AVAILABLE RECORDS »
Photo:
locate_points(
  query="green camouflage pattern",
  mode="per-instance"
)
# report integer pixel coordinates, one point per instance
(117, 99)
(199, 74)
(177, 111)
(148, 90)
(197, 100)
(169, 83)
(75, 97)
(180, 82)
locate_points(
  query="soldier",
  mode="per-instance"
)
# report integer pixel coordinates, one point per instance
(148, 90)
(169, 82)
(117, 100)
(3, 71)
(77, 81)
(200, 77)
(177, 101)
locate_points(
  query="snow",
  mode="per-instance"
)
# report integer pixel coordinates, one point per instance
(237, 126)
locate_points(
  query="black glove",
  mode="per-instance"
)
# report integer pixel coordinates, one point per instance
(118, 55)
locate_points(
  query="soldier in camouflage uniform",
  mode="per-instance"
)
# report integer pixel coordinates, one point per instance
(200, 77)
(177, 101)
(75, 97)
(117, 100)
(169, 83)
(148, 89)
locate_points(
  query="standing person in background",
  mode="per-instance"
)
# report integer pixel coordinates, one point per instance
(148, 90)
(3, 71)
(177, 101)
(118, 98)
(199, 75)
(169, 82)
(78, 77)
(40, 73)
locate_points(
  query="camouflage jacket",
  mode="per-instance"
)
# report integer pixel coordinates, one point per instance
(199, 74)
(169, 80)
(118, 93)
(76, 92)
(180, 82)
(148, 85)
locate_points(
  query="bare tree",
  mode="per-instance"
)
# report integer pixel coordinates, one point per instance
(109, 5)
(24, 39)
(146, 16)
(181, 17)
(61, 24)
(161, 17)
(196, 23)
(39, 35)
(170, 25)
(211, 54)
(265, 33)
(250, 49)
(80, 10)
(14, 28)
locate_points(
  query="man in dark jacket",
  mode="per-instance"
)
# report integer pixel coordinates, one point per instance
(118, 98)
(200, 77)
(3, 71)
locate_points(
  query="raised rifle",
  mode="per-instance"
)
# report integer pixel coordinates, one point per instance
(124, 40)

WHAT IS EXPECTED » Whenever the word "soldier" shows up in a line of the entries, copy that line.

OUTPUT »
  query="soldier",
  query="soldier in camouflage uniform",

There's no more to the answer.